# [Work order]
Print the data exactly. Omit the pictures.

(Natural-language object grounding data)
=======

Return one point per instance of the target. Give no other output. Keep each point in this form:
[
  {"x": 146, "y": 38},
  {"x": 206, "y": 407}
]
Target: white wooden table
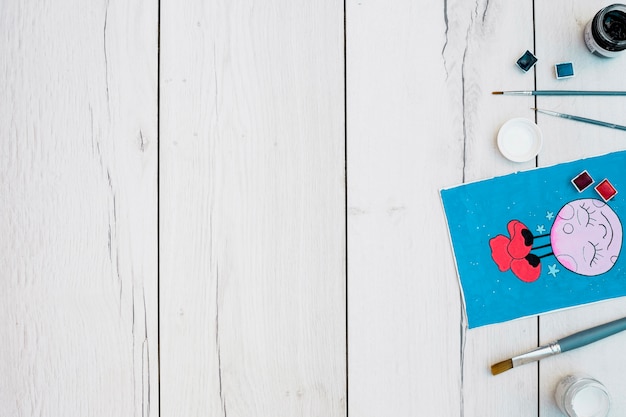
[{"x": 230, "y": 208}]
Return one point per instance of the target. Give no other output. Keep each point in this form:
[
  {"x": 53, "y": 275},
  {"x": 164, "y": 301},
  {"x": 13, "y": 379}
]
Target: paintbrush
[
  {"x": 568, "y": 343},
  {"x": 581, "y": 119},
  {"x": 560, "y": 93}
]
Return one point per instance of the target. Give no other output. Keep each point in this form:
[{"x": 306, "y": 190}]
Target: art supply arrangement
[
  {"x": 512, "y": 231},
  {"x": 604, "y": 36}
]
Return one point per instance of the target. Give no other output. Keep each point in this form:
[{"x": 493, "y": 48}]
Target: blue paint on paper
[{"x": 479, "y": 212}]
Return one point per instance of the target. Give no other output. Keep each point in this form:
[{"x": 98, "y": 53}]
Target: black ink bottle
[{"x": 605, "y": 34}]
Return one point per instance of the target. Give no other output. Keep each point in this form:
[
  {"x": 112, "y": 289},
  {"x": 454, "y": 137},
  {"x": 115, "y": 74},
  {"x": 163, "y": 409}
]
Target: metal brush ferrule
[
  {"x": 518, "y": 93},
  {"x": 535, "y": 355}
]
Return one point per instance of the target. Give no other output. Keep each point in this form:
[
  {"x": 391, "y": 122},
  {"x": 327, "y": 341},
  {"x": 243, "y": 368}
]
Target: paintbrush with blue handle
[{"x": 571, "y": 342}]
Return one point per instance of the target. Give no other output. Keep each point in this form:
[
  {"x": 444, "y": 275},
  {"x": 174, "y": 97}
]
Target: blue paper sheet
[{"x": 531, "y": 242}]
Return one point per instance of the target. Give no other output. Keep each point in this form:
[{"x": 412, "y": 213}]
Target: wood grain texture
[
  {"x": 560, "y": 36},
  {"x": 421, "y": 117},
  {"x": 252, "y": 209},
  {"x": 78, "y": 218}
]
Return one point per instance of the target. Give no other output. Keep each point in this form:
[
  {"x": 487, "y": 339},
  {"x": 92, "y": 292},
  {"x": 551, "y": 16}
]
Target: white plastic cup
[{"x": 582, "y": 396}]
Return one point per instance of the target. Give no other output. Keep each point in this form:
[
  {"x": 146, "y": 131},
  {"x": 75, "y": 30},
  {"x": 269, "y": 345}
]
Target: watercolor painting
[{"x": 537, "y": 241}]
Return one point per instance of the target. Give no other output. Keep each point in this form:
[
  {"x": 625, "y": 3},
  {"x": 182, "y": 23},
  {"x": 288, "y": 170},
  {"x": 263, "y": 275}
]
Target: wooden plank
[
  {"x": 78, "y": 218},
  {"x": 560, "y": 35},
  {"x": 420, "y": 117},
  {"x": 252, "y": 212}
]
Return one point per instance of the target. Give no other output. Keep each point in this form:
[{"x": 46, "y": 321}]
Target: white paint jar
[{"x": 581, "y": 396}]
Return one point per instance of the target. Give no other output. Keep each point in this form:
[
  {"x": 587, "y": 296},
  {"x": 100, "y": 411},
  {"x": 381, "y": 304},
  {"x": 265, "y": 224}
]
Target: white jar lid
[{"x": 520, "y": 140}]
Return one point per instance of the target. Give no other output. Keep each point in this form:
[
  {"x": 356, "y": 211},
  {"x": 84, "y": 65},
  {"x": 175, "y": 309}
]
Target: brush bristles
[{"x": 500, "y": 367}]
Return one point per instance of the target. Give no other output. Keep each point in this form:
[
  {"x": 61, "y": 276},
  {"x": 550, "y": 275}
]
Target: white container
[{"x": 581, "y": 396}]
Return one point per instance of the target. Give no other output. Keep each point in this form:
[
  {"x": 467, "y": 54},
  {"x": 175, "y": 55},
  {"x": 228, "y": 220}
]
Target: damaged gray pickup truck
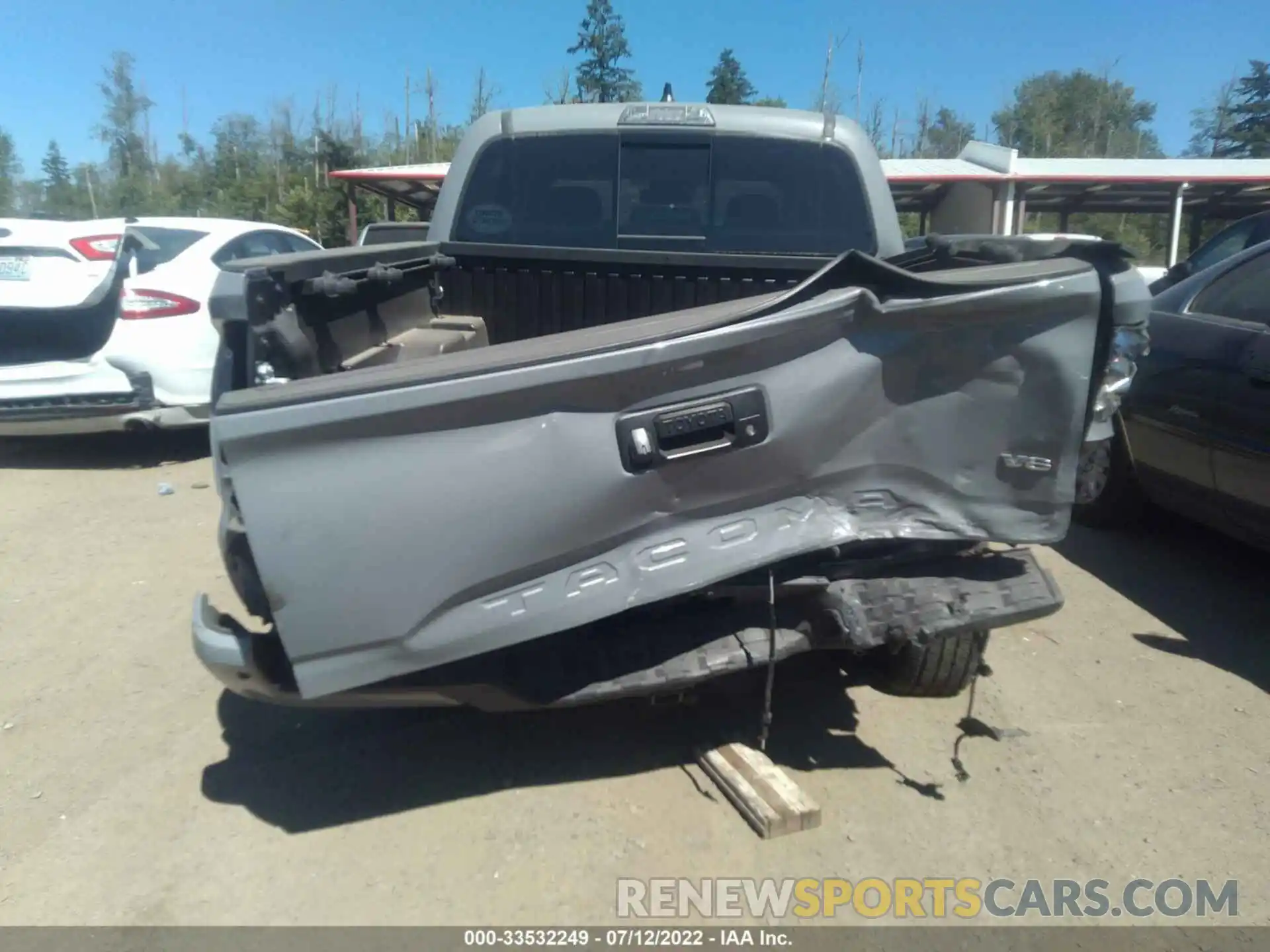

=======

# [Answer section]
Return one point per instance of the target. Give no other output. Keep each point in this form:
[
  {"x": 146, "y": 38},
  {"x": 206, "y": 407}
]
Target: white wooden table
[{"x": 230, "y": 208}]
Return one point per instance of the target. Give no other output. Keep each point in this form:
[
  {"x": 53, "y": 275},
  {"x": 164, "y": 301},
  {"x": 13, "y": 379}
]
Target: paintbrush
[
  {"x": 568, "y": 343},
  {"x": 581, "y": 119},
  {"x": 560, "y": 93}
]
Return one point per instance of the target. Give no other output. Keep each point in this form:
[{"x": 306, "y": 190}]
Target: art supply arrangement
[
  {"x": 512, "y": 231},
  {"x": 604, "y": 36}
]
Return one point per instance of the target. Give no other output. Keep each point in this form:
[{"x": 493, "y": 48}]
Target: blue paint on paper
[{"x": 479, "y": 212}]
Return one point per instance of the target. Give no other output. Keep each point in this form:
[{"x": 98, "y": 53}]
Target: black ink bottle
[{"x": 605, "y": 34}]
Return one point per instance of the target. Give no other output. Keep each point in this form:
[
  {"x": 112, "y": 289},
  {"x": 454, "y": 137},
  {"x": 115, "y": 74},
  {"x": 163, "y": 409}
]
Target: metal brush ferrule
[
  {"x": 518, "y": 93},
  {"x": 535, "y": 355}
]
Return one point per instance of the target. Give no other output. Keep each point in this form:
[
  {"x": 391, "y": 122},
  {"x": 327, "y": 341},
  {"x": 243, "y": 368}
]
Target: paintbrush with blue handle
[{"x": 571, "y": 342}]
Return one point per instance of the target. Give no other output. Keep each point in this form:
[
  {"x": 444, "y": 275},
  {"x": 174, "y": 97}
]
Target: blue paper sheet
[{"x": 531, "y": 242}]
Return one point per instance of the target. Give no other output. Keep each point in this form:
[{"x": 412, "y": 213}]
Target: wood grain texture
[
  {"x": 560, "y": 36},
  {"x": 421, "y": 117},
  {"x": 252, "y": 209},
  {"x": 78, "y": 218}
]
Return one point per instance of the target. Give no other output. Keep each point in this form:
[
  {"x": 487, "y": 339},
  {"x": 92, "y": 292},
  {"x": 551, "y": 16}
]
Target: white plastic cup
[{"x": 582, "y": 396}]
Return one point per instance of the target. Give no other output. Keep each point in this form:
[
  {"x": 146, "y": 131},
  {"x": 75, "y": 30},
  {"x": 269, "y": 345}
]
Target: watercolor painting
[{"x": 537, "y": 241}]
Return one point per instance of the target. Give no other output. Keep each point in this form:
[
  {"x": 625, "y": 3},
  {"x": 182, "y": 23},
  {"x": 288, "y": 170},
  {"x": 263, "y": 275}
]
Target: wooden plank
[
  {"x": 78, "y": 218},
  {"x": 560, "y": 35},
  {"x": 420, "y": 117},
  {"x": 252, "y": 212}
]
Return one point per instance of the target. Give no other output. Keep each point in this form:
[{"x": 46, "y": 321}]
Target: white paint jar
[{"x": 581, "y": 396}]
Return one point per instance of the target. Give no other output. Keep each point in this form:
[
  {"x": 587, "y": 296},
  {"x": 100, "y": 411},
  {"x": 381, "y": 304},
  {"x": 265, "y": 224}
]
Target: white jar lid
[{"x": 520, "y": 140}]
Return one point per instance of the target. Give no other output. Keep each point in this form:
[
  {"x": 356, "y": 211},
  {"x": 84, "y": 65},
  {"x": 175, "y": 309}
]
Target: brush bristles
[{"x": 500, "y": 367}]
Return one point per instance of the target. Give no other output. Keep each point in this form:
[
  {"x": 61, "y": 276},
  {"x": 550, "y": 275}
]
Target: white container
[{"x": 581, "y": 396}]
Return one point per instance of the target. Give no other output. Keep each point in this form:
[
  {"x": 467, "y": 54},
  {"x": 175, "y": 55},
  {"x": 228, "y": 220}
]
Target: damaged gray pickup truck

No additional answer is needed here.